Given data:
= = = = =

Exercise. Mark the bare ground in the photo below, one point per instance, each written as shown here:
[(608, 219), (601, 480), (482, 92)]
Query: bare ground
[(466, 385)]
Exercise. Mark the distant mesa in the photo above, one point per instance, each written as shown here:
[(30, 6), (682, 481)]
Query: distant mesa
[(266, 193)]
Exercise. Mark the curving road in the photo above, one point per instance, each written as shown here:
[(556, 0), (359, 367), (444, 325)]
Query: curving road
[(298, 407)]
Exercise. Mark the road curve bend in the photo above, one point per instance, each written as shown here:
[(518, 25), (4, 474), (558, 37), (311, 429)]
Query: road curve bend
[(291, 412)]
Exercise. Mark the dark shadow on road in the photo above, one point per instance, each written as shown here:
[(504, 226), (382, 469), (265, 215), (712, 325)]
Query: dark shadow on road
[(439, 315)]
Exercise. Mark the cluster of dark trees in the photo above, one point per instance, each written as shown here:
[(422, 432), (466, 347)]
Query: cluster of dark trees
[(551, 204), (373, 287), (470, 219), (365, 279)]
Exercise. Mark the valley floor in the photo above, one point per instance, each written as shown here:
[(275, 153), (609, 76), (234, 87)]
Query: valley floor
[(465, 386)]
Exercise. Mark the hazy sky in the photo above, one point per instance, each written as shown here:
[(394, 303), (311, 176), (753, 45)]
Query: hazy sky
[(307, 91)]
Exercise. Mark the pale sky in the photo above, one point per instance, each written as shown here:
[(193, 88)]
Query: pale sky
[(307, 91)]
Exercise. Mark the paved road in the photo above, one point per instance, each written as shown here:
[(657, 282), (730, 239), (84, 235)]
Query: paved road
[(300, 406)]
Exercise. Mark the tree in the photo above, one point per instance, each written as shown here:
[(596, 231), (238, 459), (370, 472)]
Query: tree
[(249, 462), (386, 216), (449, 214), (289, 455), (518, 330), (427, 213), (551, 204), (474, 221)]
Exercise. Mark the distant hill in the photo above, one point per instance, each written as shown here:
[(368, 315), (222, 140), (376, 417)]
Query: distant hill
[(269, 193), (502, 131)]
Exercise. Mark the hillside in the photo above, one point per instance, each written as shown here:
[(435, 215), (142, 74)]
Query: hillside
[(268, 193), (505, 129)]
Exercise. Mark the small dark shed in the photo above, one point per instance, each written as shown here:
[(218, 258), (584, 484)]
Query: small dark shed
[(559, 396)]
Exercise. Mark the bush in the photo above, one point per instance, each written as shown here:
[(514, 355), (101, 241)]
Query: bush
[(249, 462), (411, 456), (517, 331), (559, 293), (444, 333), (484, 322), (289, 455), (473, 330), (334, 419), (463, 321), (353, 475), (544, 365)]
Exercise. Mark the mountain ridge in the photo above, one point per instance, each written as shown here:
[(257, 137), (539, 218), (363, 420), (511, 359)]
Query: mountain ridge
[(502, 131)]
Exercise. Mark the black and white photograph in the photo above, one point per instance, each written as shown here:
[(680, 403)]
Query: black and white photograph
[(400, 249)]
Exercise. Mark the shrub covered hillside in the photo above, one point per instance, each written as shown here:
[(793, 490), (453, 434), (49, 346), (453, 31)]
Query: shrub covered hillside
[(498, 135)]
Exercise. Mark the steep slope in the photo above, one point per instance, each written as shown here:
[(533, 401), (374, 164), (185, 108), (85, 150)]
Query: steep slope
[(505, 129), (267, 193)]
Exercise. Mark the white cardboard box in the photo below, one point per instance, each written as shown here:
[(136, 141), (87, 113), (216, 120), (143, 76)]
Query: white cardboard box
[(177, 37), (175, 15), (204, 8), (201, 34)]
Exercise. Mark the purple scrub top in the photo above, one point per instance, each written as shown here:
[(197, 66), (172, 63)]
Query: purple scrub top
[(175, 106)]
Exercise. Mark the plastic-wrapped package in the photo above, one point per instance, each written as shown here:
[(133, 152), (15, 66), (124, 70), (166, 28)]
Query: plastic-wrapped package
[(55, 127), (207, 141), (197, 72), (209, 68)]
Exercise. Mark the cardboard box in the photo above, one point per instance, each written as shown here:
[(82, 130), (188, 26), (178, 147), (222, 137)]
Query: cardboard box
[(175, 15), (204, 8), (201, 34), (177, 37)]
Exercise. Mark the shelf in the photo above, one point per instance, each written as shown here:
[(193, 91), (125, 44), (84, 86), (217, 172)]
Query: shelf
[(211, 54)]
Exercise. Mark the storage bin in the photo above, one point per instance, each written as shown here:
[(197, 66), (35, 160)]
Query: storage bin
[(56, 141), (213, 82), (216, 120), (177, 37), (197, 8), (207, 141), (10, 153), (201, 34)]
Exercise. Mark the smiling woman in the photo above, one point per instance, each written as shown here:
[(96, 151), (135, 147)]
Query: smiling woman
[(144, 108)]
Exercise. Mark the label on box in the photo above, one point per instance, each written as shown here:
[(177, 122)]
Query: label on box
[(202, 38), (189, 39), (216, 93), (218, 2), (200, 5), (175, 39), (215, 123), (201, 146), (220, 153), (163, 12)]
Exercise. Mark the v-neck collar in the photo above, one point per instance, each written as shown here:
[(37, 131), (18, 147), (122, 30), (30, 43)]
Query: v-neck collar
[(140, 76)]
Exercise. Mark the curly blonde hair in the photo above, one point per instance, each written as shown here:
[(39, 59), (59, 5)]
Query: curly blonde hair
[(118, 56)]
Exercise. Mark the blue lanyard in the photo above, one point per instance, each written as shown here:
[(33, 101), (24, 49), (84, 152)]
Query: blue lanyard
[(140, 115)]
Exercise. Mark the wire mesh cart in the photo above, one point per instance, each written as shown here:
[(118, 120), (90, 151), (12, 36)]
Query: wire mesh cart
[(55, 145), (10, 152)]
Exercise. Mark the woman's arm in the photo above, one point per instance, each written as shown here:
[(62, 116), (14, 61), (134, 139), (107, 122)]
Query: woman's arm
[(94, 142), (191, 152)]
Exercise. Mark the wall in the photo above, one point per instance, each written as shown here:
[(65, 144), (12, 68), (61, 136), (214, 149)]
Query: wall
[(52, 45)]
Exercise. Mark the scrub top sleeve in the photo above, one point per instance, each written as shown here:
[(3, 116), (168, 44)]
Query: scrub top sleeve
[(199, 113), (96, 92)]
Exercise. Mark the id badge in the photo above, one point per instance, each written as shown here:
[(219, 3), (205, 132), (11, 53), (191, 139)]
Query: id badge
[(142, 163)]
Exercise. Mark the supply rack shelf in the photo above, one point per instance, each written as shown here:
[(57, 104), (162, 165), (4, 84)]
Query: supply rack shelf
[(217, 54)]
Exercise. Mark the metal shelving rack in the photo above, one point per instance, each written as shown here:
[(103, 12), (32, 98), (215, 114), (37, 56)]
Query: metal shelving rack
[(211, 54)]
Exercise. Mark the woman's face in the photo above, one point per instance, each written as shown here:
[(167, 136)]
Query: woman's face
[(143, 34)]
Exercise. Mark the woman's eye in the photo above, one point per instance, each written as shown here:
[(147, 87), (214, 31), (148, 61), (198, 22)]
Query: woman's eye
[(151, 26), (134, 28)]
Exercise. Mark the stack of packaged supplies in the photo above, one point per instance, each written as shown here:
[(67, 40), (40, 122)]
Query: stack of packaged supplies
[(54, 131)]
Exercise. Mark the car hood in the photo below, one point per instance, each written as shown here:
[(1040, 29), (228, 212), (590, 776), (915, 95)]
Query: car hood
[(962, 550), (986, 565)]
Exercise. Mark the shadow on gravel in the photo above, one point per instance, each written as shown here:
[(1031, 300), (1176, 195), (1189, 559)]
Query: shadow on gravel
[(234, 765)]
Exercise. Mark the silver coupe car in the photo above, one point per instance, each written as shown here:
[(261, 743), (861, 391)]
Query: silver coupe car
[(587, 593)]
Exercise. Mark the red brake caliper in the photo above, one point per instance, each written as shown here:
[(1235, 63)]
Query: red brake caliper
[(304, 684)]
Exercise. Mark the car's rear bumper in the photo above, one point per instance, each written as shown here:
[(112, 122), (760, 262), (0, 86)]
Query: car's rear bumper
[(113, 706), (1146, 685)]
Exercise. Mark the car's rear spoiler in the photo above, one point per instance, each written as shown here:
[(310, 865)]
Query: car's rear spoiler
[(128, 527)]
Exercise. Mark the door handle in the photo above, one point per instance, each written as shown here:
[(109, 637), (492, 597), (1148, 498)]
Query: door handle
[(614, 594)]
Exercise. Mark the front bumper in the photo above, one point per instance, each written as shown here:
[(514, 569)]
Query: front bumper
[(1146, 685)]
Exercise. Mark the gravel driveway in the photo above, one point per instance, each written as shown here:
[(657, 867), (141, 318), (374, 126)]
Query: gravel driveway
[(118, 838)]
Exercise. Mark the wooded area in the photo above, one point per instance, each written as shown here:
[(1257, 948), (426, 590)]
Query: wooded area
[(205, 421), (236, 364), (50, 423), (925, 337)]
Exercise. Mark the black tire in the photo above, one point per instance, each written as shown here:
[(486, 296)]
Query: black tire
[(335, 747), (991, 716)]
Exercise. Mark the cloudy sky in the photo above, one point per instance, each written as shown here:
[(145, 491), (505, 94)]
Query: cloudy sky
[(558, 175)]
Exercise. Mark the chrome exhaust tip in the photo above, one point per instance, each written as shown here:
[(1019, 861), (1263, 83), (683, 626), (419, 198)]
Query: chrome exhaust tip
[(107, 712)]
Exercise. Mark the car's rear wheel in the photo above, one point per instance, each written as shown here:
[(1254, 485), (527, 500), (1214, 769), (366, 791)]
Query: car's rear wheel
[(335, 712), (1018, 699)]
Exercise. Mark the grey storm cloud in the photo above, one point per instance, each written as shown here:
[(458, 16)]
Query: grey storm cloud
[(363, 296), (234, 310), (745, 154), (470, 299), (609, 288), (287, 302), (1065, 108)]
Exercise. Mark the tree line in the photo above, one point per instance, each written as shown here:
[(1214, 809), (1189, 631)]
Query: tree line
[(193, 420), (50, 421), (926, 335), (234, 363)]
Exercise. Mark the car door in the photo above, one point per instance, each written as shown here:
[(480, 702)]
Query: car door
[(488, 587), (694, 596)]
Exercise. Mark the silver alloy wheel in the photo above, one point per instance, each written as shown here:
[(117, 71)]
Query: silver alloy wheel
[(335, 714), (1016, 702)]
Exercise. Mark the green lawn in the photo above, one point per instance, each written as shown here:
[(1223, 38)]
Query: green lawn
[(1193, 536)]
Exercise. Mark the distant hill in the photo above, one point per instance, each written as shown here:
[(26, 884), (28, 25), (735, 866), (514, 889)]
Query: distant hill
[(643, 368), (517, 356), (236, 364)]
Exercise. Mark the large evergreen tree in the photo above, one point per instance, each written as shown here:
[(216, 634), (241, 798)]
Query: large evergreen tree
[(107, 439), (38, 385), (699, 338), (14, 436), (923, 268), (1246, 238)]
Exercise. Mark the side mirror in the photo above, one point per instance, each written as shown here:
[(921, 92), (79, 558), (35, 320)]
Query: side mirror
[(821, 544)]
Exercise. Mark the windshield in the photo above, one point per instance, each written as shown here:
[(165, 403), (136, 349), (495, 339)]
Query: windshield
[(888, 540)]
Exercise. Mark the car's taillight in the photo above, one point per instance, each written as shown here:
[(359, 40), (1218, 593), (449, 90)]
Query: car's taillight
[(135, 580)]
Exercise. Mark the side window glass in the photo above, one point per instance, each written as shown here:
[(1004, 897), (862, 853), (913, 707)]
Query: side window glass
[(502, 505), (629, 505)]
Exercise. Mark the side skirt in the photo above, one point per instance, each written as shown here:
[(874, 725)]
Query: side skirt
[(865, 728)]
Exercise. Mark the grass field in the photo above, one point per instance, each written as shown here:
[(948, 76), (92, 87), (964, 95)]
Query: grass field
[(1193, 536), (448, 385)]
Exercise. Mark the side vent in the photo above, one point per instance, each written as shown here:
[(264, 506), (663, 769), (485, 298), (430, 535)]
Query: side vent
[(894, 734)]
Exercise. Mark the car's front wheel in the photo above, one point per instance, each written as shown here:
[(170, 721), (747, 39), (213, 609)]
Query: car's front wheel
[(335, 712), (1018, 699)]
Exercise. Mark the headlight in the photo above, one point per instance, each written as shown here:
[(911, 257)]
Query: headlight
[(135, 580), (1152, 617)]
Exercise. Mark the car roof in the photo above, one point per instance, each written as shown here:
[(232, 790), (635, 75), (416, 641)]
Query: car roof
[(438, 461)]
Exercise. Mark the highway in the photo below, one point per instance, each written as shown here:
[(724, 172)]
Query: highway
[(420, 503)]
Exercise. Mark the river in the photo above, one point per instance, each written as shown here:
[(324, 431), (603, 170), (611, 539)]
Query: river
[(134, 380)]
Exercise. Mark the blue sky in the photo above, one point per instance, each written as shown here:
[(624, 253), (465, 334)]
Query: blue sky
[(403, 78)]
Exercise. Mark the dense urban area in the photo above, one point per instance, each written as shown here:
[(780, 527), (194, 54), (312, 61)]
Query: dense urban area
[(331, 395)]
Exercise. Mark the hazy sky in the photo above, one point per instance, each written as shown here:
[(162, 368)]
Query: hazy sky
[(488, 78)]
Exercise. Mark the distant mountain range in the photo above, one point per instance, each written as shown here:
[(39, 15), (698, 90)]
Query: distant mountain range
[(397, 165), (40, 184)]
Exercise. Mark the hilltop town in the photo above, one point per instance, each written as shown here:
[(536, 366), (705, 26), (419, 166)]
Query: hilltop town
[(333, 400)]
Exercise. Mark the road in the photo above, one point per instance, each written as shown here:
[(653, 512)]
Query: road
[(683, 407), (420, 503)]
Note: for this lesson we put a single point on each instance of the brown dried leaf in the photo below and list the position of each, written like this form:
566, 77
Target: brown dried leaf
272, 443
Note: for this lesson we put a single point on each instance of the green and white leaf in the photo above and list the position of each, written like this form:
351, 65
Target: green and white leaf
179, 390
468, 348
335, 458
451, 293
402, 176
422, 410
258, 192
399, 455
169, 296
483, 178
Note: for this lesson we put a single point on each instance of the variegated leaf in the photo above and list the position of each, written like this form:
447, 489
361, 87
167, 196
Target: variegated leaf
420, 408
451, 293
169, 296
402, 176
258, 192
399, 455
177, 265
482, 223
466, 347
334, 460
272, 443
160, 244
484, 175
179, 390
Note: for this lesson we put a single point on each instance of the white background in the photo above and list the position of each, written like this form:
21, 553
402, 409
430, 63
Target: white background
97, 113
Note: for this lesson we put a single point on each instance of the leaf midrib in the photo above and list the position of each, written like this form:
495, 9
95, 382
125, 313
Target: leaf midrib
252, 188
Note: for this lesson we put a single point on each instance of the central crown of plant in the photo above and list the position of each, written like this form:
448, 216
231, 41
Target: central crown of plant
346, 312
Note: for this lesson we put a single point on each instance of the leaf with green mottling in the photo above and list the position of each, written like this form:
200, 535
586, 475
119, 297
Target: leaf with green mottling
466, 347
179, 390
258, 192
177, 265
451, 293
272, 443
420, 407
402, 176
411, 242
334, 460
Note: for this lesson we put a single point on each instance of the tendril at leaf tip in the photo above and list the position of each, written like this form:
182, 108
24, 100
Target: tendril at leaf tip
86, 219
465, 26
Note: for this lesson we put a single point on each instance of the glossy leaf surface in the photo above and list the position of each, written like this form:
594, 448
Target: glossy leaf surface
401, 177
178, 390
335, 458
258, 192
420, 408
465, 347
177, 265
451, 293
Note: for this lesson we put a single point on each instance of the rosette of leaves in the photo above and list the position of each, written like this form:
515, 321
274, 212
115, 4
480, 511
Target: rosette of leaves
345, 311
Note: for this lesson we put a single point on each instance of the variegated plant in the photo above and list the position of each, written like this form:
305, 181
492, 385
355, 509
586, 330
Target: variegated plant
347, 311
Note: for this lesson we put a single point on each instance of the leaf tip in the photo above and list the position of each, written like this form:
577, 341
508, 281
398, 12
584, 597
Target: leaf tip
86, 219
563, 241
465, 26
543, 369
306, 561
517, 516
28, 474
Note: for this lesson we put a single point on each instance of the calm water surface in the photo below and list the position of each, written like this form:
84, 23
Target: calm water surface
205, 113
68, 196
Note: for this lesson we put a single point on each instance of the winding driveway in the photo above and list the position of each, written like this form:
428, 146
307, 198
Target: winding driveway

= = = = =

What is needed: Locate the line with "the leaf tip" in the entries above; extract it and every line after it, verbatim.

Solution to this exercise:
Note: for this lesson we put a single point on each instance of the leaf tip in the photo above and list the position of each, written like this form:
577, 341
508, 281
398, 12
584, 597
Target: leaf tip
86, 219
563, 241
465, 26
543, 369
306, 561
517, 516
28, 474
Note: for this lesson we put a single point on each instance of the calm water surface in the photo below and list the position of each, written like this form:
84, 23
Target: calm water surface
205, 113
68, 196
Note: for this lesson we put a single point on each instance of the winding driveway in the photo above and list the position of each, written like this form:
428, 146
307, 198
Target: winding driveway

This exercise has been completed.